TASK 1. Decide whether each statement below agrees with the Boost.Nowide passage, answering yes or no and quoting the deciding words: (a) on POSIX platforms, boost::nowide::fopen is an alias to a standard library function; (b) console I/O always goes through ReadFile/WriteFile; (c) BOOST_NOWIDE_USE_WINDOWS_H is to be defined after the Boost.Nowide headers are included.

[Begin PASSAGE TO READ]

However if you may request to use original \c windows.h header by setting \c BOOST_NOWIDE_USE_WINDOWS_H 
define before including any of the Boost.Nowide headers

\section technical Technical Details
\subsection technical_imple Windows vs POSIX

The library provide UTF-8 aware functions for Microsoft Windows in  \c boost::nowide namespace that usually lay in \c std:: namespace,
for example \c std::fopen goes to \c boost::nowide::fopen. 

Under POSIX platforms the boost::nowide::fopen and all other functions are aliases to standard library functions:

\code
namespace boost {
namespace nowide {
#ifdef BOOST_WINDOWS
inline FILE *fopen(char const *name,char const *mode)
{
    ...
}
#else
using std::fopen
#endif
} // nowide
} // boost
\endcode

\subsection technical_cio Console I/O

Console I/O implemented as wrapper over ReadConsoleW/WriteConsoleW unless
the stream is not "atty" like a pipe than ReadFile/WriteFile is used.

[End PASSAGE TO READ]
[Begin DATA IN THIS EXERCISE]

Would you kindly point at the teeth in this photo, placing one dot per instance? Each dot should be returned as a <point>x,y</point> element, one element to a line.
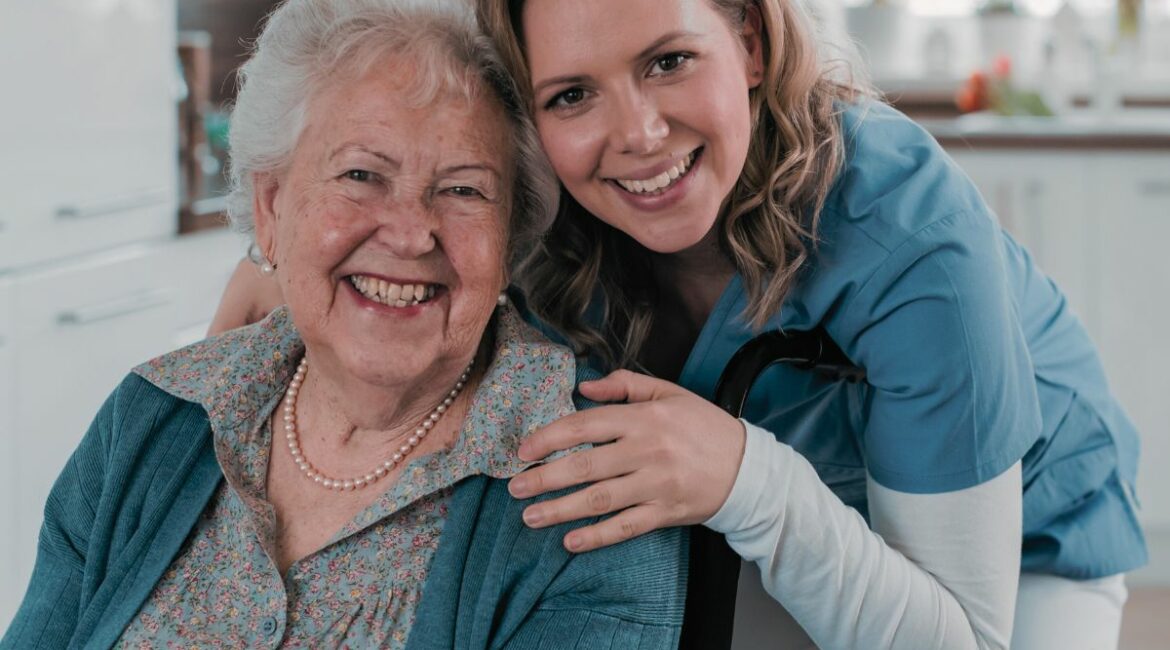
<point>390,294</point>
<point>660,181</point>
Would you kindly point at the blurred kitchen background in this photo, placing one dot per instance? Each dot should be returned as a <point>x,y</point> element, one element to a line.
<point>114,247</point>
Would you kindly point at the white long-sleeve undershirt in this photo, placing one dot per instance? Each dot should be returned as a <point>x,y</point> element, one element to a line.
<point>936,571</point>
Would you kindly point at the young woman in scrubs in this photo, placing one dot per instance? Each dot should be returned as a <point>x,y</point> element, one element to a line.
<point>720,180</point>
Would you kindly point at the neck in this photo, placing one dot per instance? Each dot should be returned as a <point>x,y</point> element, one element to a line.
<point>692,281</point>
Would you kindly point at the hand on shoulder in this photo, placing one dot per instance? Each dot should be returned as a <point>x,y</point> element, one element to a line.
<point>663,457</point>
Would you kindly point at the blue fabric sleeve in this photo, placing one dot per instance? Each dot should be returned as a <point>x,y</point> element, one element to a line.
<point>49,613</point>
<point>954,399</point>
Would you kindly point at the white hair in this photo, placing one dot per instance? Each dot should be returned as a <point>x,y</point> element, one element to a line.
<point>308,43</point>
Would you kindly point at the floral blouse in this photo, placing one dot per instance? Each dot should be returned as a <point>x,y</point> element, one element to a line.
<point>362,588</point>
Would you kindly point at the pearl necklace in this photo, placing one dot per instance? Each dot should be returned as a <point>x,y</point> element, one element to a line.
<point>357,483</point>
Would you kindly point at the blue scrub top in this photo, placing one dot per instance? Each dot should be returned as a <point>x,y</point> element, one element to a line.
<point>974,358</point>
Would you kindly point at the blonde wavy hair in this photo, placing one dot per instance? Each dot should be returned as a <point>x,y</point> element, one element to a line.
<point>770,220</point>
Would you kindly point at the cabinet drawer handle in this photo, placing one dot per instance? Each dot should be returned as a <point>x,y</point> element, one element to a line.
<point>122,204</point>
<point>1155,187</point>
<point>114,309</point>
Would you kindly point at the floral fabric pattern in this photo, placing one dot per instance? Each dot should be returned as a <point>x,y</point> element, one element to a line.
<point>362,588</point>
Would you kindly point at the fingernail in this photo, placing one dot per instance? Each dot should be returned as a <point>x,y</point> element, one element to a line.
<point>518,486</point>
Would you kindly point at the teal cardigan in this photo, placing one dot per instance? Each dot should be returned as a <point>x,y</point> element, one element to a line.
<point>144,472</point>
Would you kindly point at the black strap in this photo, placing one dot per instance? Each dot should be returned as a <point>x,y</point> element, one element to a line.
<point>714,573</point>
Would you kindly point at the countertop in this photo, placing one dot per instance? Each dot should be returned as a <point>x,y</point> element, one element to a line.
<point>1142,129</point>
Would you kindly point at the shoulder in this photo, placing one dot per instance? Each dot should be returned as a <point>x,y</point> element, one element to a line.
<point>895,179</point>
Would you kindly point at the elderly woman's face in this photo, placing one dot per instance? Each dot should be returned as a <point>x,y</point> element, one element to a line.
<point>389,227</point>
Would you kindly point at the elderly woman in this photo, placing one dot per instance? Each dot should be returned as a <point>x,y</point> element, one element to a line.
<point>334,476</point>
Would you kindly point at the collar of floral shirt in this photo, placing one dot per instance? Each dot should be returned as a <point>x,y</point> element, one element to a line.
<point>240,378</point>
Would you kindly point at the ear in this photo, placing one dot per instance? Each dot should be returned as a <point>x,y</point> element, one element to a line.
<point>266,187</point>
<point>752,35</point>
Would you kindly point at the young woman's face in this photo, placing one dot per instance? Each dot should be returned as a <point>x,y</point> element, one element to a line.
<point>642,109</point>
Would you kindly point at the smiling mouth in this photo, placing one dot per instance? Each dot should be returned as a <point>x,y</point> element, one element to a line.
<point>663,181</point>
<point>391,294</point>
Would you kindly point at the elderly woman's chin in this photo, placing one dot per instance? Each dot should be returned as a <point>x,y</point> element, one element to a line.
<point>391,345</point>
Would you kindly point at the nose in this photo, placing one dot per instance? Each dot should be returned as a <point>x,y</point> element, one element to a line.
<point>407,228</point>
<point>638,125</point>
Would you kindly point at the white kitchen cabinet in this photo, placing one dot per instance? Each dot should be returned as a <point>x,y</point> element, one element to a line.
<point>199,267</point>
<point>73,332</point>
<point>8,596</point>
<point>89,126</point>
<point>1135,309</point>
<point>80,329</point>
<point>1045,200</point>
<point>1098,221</point>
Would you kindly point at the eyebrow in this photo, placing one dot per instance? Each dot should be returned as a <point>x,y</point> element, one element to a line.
<point>363,149</point>
<point>573,80</point>
<point>472,167</point>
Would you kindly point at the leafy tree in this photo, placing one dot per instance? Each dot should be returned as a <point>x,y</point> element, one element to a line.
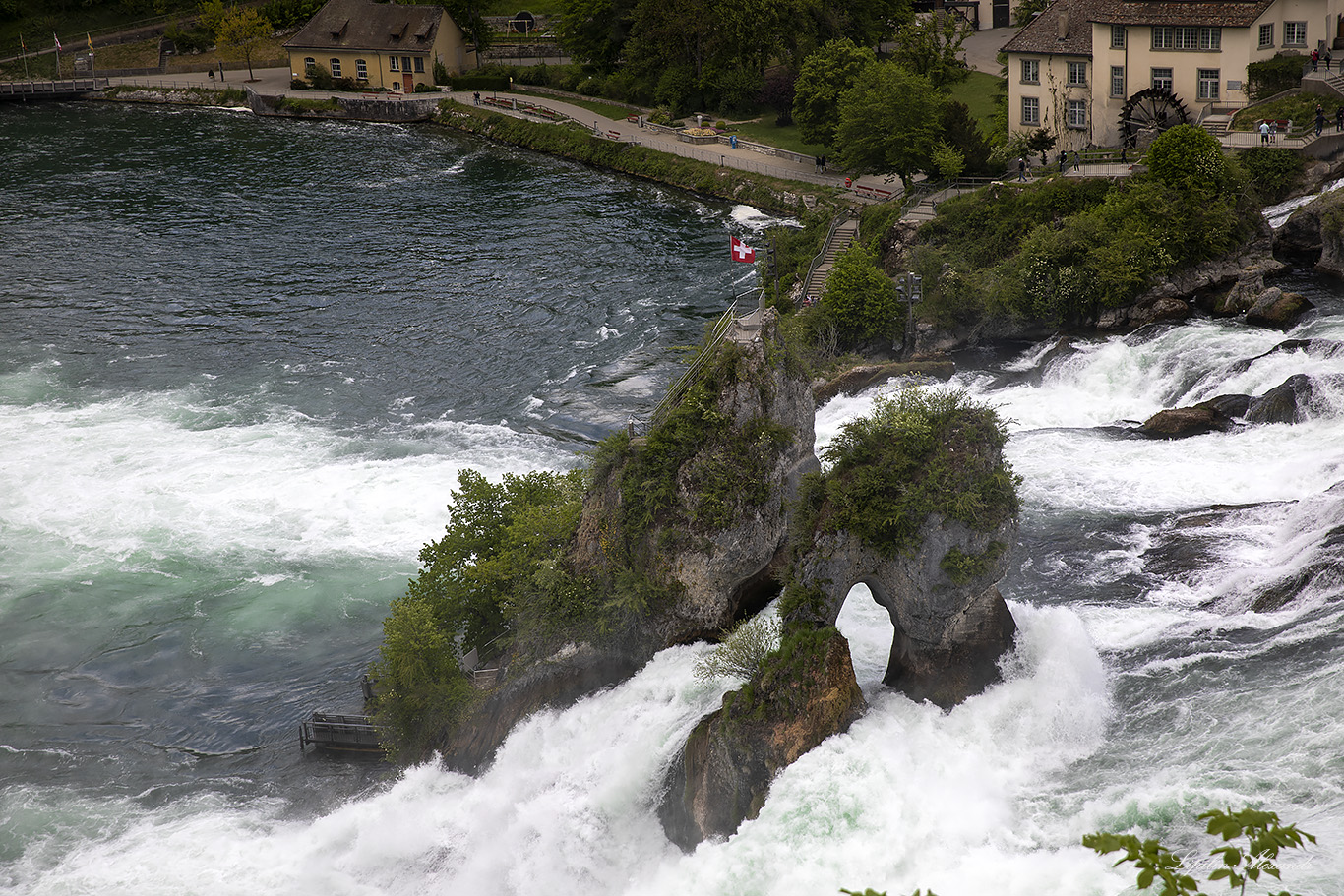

[End DATA IN THIS EXERCISE]

TASK 2. State how many lines of the records contain the string "shoulder". Give the number alone.

FULL OUTPUT 1.
(a) Yes: "Under POSIX platforms the boost::nowide::fopen and all other functions are aliases to standard library functions"
(b) No: "Console I/O implemented as wrapper over ReadConsoleW/WriteConsoleW unless the stream is not "atty""
(c) No: "define before including any of the Boost.Nowide headers"

FULL OUTPUT 2. 2